= ASSIGNMENT A =
In the piece on pirated books below, copy out everything from "None of this" down to "a dream world.".
= ASSIGNMENT B =
Answer these questions from the piece on pirated books below.
(i) Which pirate library did Meta turn to for books?
(ii) How many comments did the 2010 Singles Jukebox thread about Ke$ha spill over into?
(iii) In what year was Dave Moore's Stylus piece on The Bluffer's Guide To Teenpop published?

====== SOURCE TEXT

The Atlantic has good reporting on the use of pirated books to train A.I. at Meta (Mark Zuckerberg’s company, which owns Facebook and Instagram). Discouraged by the potential cost of going the legal route—paying to license books in order to train their A.I. program—Meta instead worked around the law and turned to Library Genesis, or LibGen, a pirate library. Meta appears to have obtained Zuckerberg’s permission to download and use LibGen’s data set, pirating millions of books. It’s alleged that OpenAI has done the same.
Critical reaction to the news is likely to home in on tech barons like Zuckerberg, understandably. But leave some room for anger at LibGen. A darling of certain online punk-ish sorts, LibGen is depicted by supporters as a resource for people “who are not committing any crimes” but simply “want to read.” (Readers who can’t or don’t want to pay for books have, of course, real libraries at their disposal, but it’s edgier just to erase legitimate institutions that pay authors and publishers.) I’ve written before about the ways book piracy attaches itself to liberatory rhetoric while actually advancing reactionary goals like austerity. If you need further evidence that pirate libraries like LibGen are not, in fact, stick-it-to-The-Man punks, perhaps the fact that enormous corporations like Meta are using them to build A.I. will be persuasive.
None of this is an accident. The push for “open” has always shared a lot of DNA with Silicon Valley’s dreams of A.I. and, ultimately, the singularity. If you want to train machines by ingesting books, your work is made easier (and cheaper) when there’s a widespread belief that “paywalling” books is somehow evil.
In other words: Big Tech isn’t misusing pirate libraries, but using them in ways that strike me as baked into the ideological position that information wants to be free. It’s up to authors, publishers, librarians, and readers to decide whether that’s the side they want to support, or the future they want to see.
If only Meta would trade: open access to its algorithms for access to author’s content. In a dream world.
Derek - Curious if you have an opinion about web-dot-archive-dot-org a.k.a. Internet Archive a.k.a. Wayback Machine. On the one hand, I've definitely used it to get around paywalls.* On the other, the Wayback Machine gets stuff up that would be lost to history if the Wayback Machine weren't collecting it, e.g., in 2010 there was a long brilliant Singles Jukebox thread about Ke$ha, it spilled over into 51 comments which caused the Singles Jukebox site to screw up and only show the 51st comment (it's by me!) whereas the Wayback Machine has all 51 comments. And when the music magazine Stylus went dead its site did too, so the only way to find my friend Dave Moore's 2007 Stylus piece on The Bluffer's Guide To Teenpop or his interview with Brie Larson is at the Wayback Machine. Also, the Wayback Machine's got my Disco Tex essay, from when I typed it up for my friend Mark Sinker's website (now not operable) sometime in the early '00s. Here's Dave's Brie Larson interview:
https://web.archive.org/web/20110523104133/http://www.stylusmagazine.com/articles/pop_playground/sugar-shock-013-bunnies-traps-and-slip-n-slides-an-interview-with-brie-larson.htm
*But this is something of a PITA: have to get a URL by hovering over a link with my cursor, copy that URL from the bottom left corner of my screen by hand, and type it in digit by digit.

============
====== EXTRACTED ENTRIES

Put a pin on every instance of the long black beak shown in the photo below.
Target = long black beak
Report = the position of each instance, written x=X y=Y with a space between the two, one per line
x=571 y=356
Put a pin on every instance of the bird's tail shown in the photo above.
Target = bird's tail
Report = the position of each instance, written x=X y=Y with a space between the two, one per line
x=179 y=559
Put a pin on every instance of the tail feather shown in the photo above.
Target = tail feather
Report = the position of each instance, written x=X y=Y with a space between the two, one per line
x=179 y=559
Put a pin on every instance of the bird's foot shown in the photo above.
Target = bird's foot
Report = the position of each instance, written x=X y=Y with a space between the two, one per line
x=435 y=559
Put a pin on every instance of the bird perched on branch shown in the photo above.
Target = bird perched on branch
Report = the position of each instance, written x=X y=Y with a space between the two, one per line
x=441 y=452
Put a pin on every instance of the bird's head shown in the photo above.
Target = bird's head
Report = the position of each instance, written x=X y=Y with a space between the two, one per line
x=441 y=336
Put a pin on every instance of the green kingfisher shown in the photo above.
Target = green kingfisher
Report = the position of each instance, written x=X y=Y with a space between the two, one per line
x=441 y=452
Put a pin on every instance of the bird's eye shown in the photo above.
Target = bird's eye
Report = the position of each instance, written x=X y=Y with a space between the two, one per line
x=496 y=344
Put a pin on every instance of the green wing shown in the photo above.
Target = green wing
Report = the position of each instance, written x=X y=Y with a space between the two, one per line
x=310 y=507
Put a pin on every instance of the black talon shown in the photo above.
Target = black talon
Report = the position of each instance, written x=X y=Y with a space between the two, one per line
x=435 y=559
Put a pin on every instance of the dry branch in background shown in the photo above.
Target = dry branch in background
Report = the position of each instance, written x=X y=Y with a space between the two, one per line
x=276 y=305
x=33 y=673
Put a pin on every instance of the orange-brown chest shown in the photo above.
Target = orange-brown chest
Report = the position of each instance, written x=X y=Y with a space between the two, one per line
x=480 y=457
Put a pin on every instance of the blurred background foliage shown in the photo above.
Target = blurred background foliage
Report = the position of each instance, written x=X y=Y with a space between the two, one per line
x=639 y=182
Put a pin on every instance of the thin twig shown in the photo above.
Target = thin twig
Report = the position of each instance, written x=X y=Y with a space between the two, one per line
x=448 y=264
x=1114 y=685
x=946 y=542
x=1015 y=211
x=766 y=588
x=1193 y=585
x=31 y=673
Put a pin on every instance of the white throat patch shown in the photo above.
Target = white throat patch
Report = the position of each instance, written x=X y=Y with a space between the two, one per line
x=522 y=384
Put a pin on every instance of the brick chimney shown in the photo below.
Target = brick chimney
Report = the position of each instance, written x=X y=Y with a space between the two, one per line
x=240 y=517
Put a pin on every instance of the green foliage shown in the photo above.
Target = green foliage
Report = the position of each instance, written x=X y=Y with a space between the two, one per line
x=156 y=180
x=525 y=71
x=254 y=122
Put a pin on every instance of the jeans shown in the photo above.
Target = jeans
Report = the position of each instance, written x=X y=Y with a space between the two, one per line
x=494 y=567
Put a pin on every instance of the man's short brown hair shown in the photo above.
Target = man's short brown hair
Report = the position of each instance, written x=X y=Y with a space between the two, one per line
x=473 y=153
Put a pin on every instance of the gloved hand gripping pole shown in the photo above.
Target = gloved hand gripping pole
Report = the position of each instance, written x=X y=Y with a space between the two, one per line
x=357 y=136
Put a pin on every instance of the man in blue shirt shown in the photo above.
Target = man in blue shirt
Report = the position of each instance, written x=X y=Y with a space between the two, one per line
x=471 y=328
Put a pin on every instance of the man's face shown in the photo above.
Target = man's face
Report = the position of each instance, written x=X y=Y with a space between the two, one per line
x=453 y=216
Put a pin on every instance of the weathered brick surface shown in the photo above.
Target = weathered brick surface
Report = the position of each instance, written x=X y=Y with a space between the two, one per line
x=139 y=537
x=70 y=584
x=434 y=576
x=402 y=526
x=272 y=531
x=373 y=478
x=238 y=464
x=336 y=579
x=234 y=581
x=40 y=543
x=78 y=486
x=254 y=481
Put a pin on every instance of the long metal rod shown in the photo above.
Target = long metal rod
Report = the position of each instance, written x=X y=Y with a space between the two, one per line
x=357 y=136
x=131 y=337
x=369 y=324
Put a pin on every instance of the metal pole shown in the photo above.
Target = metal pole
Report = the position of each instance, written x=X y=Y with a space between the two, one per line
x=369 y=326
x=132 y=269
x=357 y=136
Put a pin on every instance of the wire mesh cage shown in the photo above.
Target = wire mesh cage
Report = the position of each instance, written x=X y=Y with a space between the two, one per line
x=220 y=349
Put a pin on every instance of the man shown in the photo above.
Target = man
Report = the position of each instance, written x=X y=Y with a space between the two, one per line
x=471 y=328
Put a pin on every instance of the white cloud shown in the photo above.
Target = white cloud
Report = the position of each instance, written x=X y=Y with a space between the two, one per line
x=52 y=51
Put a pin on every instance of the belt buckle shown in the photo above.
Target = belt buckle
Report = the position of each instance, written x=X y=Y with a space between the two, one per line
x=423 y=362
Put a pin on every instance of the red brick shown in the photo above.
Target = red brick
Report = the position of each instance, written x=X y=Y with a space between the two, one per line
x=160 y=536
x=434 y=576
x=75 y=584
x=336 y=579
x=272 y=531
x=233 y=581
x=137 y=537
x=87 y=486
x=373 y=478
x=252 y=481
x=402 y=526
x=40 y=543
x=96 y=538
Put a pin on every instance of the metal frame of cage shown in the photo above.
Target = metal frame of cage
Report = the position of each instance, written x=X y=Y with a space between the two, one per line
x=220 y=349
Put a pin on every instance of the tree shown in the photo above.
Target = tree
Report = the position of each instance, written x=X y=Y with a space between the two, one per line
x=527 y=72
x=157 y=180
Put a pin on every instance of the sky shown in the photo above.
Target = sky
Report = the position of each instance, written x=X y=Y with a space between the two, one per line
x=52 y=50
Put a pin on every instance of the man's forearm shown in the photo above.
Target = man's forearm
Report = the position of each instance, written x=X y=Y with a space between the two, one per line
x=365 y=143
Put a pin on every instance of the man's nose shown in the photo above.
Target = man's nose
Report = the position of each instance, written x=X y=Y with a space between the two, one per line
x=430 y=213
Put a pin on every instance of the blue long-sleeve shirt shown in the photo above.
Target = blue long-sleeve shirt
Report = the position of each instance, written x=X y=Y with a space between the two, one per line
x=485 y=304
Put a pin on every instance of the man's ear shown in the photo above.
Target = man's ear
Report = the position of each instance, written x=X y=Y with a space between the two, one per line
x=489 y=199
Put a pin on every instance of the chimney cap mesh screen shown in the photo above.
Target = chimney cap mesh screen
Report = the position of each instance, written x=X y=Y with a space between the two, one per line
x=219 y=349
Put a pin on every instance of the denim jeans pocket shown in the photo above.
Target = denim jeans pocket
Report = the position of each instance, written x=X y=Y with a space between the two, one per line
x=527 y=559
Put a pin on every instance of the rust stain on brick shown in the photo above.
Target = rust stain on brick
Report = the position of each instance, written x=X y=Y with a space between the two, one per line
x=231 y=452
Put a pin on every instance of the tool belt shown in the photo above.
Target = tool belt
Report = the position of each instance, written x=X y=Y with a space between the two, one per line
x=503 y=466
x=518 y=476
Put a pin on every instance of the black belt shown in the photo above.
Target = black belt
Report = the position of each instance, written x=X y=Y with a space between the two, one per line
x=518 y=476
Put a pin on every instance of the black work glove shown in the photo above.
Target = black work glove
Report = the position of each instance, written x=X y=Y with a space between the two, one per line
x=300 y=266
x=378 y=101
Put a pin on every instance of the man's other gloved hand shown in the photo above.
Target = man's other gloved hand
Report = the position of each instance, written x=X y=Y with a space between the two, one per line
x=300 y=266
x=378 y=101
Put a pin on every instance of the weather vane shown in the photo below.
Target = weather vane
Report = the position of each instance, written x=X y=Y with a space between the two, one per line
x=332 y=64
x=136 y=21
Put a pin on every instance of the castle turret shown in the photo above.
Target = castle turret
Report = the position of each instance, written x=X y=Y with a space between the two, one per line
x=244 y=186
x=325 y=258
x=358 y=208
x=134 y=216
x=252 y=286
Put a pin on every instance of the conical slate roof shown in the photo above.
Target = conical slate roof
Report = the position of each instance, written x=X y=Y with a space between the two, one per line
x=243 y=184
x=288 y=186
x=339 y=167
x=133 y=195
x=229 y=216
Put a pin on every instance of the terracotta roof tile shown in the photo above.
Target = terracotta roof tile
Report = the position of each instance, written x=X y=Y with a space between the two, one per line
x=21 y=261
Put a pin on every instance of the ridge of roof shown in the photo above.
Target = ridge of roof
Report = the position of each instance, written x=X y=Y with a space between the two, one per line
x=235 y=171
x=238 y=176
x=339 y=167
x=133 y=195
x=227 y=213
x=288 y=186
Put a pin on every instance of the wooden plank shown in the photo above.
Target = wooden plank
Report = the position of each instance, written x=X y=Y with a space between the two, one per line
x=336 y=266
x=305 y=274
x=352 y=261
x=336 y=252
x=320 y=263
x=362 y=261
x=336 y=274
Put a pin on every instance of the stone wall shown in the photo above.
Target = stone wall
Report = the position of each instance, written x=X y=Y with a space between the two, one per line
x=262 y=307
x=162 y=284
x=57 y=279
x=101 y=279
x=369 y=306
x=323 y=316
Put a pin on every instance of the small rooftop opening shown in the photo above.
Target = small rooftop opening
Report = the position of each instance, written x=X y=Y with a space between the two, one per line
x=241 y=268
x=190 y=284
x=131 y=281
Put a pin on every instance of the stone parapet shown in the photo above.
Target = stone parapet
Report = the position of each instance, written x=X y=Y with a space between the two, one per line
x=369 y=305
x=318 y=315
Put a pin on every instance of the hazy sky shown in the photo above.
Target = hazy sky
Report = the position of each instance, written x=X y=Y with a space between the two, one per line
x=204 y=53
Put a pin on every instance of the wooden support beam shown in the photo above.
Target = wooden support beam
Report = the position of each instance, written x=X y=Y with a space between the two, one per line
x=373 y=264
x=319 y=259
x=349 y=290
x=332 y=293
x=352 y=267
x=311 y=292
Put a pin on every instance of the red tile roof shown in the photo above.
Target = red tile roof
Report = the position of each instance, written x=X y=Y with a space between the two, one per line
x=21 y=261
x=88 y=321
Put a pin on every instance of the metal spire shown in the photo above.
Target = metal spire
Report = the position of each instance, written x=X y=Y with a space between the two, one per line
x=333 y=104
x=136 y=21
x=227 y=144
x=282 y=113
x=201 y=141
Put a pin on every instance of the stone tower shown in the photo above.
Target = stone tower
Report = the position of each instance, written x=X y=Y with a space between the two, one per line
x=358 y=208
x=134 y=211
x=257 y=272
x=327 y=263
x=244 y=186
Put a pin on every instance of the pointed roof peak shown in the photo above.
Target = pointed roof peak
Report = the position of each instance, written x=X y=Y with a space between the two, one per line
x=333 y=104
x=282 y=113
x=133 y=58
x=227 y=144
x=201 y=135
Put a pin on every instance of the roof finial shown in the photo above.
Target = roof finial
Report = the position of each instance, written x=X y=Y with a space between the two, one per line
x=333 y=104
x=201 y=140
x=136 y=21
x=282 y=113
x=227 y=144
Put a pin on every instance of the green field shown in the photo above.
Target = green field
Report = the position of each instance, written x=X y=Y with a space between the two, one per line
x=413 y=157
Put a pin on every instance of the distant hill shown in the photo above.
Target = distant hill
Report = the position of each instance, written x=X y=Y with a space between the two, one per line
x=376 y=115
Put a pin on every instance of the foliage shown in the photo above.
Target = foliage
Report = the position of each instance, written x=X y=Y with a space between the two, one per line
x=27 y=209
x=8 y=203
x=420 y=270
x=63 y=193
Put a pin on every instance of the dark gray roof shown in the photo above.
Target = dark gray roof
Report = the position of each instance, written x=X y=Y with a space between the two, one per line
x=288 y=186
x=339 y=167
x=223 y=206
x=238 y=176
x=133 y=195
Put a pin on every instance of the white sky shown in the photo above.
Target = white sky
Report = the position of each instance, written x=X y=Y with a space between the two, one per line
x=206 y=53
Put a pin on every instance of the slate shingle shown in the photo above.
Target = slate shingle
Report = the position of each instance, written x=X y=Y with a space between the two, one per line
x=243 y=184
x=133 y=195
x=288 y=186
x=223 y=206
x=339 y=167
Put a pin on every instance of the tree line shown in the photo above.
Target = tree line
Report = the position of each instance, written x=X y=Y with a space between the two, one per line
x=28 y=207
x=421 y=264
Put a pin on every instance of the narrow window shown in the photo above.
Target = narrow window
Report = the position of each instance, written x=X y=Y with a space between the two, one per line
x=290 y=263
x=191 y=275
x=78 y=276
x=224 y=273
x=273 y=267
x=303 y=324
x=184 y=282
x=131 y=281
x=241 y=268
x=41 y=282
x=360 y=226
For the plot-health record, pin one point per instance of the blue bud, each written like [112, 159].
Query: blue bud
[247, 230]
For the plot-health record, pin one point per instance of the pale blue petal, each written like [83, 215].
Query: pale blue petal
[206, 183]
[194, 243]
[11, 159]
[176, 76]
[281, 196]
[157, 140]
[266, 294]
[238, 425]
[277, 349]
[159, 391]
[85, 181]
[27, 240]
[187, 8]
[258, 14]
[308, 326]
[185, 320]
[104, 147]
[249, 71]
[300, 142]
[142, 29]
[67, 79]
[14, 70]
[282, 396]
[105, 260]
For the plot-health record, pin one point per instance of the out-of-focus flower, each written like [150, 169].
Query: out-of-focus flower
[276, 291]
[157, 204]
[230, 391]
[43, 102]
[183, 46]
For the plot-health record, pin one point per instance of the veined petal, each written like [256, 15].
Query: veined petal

============

= TASK OUTPUT A =
None of this is an accident. The push for “open” has always shared a lot of DNA with Silicon Valley’s dreams of A.I. and, ultimately, the singularity. If you want to train machines by ingesting books, your work is made easier (and cheaper) when there’s a widespread belief that “paywalling” books is somehow evil.
In other words: Big Tech isn’t misusing pirate libraries, but using them in ways that strike me as baked into the ideological position that information wants to be free. It’s up to authors, publishers, librarians, and readers to decide whether that’s the side they want to support, or the future they want to see.
If only Meta would trade: open access to its algorithms for access to author’s content. In a dream world.

= TASK OUTPUT B =
(i) Library Genesis, or LibGen.
(ii) 51 comments.
(iii) 2007.